*What the task requires*. Transcribe exactly, and only, the lines that run from the one containing "Mark a point on each instance of the child's" through the end of the records.

[Collected data]
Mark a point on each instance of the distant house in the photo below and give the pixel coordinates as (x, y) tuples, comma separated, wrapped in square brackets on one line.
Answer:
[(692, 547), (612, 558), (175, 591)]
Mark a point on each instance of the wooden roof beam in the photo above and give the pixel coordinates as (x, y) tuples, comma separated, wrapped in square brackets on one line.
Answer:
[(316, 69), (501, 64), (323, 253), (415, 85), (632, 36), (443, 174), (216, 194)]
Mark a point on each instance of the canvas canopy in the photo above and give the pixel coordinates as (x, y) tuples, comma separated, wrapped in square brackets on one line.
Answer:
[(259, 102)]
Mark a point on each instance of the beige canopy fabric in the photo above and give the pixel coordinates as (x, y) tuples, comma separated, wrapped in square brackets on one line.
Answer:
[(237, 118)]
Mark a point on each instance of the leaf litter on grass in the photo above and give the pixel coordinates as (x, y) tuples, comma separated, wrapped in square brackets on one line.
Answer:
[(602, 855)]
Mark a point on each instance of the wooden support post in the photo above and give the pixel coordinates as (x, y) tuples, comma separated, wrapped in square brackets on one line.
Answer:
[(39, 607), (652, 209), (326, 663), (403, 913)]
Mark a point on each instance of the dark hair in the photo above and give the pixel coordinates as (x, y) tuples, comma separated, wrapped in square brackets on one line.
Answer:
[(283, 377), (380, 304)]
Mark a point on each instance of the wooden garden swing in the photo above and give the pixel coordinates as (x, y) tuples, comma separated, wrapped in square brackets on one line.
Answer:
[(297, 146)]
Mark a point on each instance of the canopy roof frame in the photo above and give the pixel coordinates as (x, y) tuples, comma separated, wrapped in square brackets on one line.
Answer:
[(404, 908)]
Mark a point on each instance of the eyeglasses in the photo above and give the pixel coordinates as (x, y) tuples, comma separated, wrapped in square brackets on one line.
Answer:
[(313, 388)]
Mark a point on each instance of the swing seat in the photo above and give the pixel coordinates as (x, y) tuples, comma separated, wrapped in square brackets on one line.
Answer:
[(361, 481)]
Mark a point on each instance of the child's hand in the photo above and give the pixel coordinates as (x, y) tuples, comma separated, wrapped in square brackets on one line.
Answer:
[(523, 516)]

*Exercise output*.
Mark a point on each instance of the child's hand in the photo above and give the pixel coordinates as (x, y) tuples, comma separated, wrapped in square brackets on one line.
Answer:
[(523, 516)]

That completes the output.